◆ SUPPLIED RECORDS:
+-------+
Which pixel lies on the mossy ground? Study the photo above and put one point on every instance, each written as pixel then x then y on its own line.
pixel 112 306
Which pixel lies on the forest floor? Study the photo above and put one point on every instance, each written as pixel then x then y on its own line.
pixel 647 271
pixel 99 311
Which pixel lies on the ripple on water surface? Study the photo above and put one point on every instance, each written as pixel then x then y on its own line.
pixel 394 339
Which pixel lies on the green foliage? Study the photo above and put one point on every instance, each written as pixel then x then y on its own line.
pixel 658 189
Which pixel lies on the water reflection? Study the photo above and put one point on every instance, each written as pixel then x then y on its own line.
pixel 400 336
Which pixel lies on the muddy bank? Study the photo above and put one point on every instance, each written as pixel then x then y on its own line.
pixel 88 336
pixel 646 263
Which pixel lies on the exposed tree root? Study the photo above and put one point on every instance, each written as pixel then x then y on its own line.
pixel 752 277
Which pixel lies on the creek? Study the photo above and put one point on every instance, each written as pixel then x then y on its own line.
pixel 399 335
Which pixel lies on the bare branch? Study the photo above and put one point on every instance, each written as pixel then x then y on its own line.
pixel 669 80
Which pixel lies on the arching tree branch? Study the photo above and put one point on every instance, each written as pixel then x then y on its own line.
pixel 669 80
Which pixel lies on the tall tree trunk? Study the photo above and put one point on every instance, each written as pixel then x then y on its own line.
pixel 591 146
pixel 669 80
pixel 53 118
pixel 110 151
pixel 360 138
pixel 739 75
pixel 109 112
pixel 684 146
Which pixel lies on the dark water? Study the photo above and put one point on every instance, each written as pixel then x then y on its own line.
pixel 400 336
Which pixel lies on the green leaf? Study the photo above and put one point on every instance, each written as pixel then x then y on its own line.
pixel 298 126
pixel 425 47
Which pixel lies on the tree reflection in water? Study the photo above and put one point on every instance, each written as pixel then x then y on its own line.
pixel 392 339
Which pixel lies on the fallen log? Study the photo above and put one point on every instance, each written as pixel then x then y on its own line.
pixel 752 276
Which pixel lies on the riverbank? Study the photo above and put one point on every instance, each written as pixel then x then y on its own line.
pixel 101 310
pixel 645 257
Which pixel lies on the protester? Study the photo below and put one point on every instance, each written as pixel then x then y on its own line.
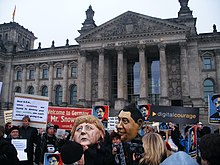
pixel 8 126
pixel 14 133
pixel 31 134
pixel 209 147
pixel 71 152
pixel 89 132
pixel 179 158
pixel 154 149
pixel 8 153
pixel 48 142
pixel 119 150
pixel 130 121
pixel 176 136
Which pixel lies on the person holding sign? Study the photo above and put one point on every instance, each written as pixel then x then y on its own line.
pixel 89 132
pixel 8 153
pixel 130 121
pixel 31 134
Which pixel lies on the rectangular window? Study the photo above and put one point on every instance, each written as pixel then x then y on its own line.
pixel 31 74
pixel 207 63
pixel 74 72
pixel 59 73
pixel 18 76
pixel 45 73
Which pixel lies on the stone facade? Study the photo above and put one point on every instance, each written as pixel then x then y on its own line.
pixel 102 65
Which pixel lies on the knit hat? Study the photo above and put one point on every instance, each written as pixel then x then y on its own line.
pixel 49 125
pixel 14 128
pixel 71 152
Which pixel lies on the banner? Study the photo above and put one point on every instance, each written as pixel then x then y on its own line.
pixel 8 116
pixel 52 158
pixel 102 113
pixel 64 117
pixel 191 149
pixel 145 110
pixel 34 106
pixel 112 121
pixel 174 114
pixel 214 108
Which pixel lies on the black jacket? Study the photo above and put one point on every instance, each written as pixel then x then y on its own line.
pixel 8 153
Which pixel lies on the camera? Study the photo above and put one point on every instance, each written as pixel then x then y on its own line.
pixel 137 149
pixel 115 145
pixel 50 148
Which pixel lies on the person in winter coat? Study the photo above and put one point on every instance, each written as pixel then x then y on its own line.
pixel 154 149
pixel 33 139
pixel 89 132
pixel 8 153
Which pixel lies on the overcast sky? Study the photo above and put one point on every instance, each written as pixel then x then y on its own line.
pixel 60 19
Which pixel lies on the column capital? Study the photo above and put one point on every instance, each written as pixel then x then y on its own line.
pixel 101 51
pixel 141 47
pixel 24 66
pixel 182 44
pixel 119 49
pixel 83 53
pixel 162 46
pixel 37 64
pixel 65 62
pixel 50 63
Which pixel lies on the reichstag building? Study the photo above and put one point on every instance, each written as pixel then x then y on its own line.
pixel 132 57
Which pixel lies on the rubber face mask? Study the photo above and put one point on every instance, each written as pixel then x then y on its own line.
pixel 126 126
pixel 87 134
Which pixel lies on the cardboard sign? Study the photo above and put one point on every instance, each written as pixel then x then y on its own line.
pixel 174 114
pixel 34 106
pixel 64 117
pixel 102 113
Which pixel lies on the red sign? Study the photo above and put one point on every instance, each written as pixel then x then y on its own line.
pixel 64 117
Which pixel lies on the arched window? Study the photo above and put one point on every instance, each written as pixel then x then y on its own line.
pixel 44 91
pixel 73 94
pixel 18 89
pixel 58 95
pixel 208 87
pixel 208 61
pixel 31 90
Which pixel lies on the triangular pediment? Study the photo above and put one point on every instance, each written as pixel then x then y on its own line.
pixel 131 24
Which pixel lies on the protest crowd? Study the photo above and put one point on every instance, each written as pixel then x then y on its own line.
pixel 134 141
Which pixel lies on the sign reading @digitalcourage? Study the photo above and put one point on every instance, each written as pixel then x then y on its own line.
+-------+
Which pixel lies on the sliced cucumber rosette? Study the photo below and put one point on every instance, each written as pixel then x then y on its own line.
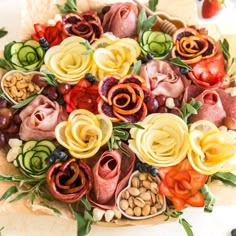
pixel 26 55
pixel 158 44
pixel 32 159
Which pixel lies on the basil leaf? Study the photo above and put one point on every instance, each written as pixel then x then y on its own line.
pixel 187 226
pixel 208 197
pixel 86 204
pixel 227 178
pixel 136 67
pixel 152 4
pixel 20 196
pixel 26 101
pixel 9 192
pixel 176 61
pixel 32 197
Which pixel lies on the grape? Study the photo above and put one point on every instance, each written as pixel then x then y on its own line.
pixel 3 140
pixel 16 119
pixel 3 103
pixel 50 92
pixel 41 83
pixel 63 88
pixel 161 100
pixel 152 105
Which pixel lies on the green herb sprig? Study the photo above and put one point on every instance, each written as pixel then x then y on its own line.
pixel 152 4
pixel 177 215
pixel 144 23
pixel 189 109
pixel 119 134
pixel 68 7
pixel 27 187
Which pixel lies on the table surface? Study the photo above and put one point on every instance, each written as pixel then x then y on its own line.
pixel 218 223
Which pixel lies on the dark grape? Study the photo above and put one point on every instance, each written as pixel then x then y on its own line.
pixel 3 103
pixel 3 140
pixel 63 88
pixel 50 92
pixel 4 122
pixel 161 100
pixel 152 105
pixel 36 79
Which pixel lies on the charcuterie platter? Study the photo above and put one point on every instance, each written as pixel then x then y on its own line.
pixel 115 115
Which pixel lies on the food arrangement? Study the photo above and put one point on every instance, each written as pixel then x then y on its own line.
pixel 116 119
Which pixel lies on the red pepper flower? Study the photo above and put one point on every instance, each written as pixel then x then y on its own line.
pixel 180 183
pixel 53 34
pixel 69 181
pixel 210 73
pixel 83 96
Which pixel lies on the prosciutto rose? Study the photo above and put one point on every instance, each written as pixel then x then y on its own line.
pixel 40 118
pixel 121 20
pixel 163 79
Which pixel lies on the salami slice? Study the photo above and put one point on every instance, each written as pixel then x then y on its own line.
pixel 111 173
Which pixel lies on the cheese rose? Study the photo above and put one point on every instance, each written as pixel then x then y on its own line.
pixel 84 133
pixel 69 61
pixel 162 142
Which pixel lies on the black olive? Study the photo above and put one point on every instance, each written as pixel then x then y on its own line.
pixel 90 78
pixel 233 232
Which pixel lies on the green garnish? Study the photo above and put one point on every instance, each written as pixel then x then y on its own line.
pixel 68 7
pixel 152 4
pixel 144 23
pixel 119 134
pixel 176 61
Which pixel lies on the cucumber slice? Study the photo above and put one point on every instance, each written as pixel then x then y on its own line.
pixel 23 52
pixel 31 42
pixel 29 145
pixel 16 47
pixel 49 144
+-------+
◆ WHAT TO PRODUCE:
When you reach the line containing "Which pixel lies on the rubber" in the data above, start copying exactly, and stop after the line containing "Which pixel lies on the sign".

◆ EXERCISE ANSWER:
Which pixel lies on the rubber face mask? Study the photo above and put one point on every instance, each written as pixel then x then y on its own line.
pixel 126 126
pixel 87 134
Which pixel lies on the cardboard sign? Study the photo above and put one point on every instance, each written as pixel then x then y on its own line.
pixel 174 114
pixel 34 106
pixel 64 117
pixel 102 113
Which pixel lies on the red sign? Study the photo above and put one point on every instance, each written as pixel then x then y on its own line.
pixel 64 117
Which pixel lies on the arched window? Study the photo above and put one point on every instance, each written as pixel then x then y on its own line.
pixel 44 91
pixel 73 94
pixel 18 89
pixel 58 95
pixel 208 87
pixel 208 61
pixel 31 90
Which pixel lies on the triangular pediment? Study the photo above and put one point on every instance, each written as pixel then x then y on its own line.
pixel 131 24
Which pixel lies on the protest crowd? Study the photo above and put one point on every instance, each written as pixel then x then y on its own line.
pixel 134 141
Which pixel lies on the sign reading @digitalcourage? Study the photo above and put one point on every instance, each written as pixel then x then y on its own line.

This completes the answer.